One summer afternoon, after someone I care about ended our relationship, I went to a friend’s garden and gathered a heap of fresh basil to take home.  On the way I stopped at the market for ripe local tomatoes, garlic and an assortment of nuts.  I thought to myself, I’ve been wanting to make pesto, brushetta and Ina Garten’s chipotle and rosemary spiced nuts for a while now, that’s what I’ll do today. I could tell he was uncompromising this time.  It’s really over.  All the private history: the long tails of grief, tears, unprompted smiles, discoveries, tedious ho and hum, then the ambivalence, from both ends —it’s over and done with, fini. Things got in the way and we didn’t recover, like we thought we would. I wanted us to stay invincible. He reminded me that everyone is vulnerable. I turned on music when I got home. Adele. As a bonus Madeleine Peyroux shows up in that mix.  (It’s a “smart mix” from my iTunes library, and it picks up the “adele” in Ms. Peyroux’s name.)  I simmered the garlic while I diced my tomatoes and sprinkled them with sea salt. The basil’s scent wafted through my kitchen, a deep olfactory pleasure, like warm linens straight out of the dryer. I’m quietly aware that I’m drowning out a realization by stimulating three of my five senses: taste, smell and sound.  Four if you count sight.  I had a vase of fresh-cut roses on my working countertop.  All that was missing was touch.

◆ **Work required**: List every item the narrator stopped at the market for, according to the passage about cooking after a breakup.

◆ **Data**:
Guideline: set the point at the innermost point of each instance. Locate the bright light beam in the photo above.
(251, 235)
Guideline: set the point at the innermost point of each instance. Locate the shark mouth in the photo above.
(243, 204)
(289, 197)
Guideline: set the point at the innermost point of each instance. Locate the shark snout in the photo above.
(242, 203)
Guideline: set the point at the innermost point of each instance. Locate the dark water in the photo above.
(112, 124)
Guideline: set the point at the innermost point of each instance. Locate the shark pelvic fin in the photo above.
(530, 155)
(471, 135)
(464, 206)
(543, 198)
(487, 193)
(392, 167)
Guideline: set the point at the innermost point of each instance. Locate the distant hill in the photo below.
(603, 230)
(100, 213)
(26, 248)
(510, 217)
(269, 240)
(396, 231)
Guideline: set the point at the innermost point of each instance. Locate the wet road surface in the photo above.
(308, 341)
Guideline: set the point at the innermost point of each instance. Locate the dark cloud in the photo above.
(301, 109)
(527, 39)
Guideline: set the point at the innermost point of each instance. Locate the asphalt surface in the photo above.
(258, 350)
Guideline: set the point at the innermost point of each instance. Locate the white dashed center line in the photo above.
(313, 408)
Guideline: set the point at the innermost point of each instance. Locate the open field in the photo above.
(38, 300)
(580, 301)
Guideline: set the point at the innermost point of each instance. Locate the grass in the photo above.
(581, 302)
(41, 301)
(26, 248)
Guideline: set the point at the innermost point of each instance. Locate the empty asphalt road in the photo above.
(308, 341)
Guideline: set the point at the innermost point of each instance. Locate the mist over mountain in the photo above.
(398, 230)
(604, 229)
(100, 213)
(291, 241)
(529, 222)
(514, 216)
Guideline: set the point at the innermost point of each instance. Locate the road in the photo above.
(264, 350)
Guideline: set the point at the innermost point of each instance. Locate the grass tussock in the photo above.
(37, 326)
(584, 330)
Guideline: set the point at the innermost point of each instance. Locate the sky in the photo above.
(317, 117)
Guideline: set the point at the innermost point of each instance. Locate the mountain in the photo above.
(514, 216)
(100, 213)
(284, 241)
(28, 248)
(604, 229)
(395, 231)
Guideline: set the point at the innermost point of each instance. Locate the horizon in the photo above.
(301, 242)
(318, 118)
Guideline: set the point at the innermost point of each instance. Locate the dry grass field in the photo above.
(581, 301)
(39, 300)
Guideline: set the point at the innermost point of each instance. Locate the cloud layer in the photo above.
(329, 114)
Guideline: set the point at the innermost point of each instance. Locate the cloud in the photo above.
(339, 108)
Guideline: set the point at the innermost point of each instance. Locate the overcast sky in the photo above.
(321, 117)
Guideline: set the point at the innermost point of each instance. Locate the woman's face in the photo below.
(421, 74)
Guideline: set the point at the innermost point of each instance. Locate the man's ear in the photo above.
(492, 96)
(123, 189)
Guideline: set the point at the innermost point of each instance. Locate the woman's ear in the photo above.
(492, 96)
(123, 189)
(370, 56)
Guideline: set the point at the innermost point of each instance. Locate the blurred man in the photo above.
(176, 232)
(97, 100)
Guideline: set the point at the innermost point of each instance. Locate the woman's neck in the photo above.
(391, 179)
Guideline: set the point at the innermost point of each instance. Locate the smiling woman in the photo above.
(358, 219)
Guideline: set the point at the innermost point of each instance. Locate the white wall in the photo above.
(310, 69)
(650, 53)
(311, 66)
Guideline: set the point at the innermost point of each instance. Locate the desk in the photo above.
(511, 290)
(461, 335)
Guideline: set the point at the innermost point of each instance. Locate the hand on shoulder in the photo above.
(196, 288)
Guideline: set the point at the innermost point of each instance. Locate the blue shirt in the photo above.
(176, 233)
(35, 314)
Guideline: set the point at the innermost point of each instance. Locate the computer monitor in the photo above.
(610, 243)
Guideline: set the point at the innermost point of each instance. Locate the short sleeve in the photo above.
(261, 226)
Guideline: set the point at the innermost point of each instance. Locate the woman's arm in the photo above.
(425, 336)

◆ **Solution to the problem**:
- Ripe local tomatoes
- Garlic
- An assortment of nuts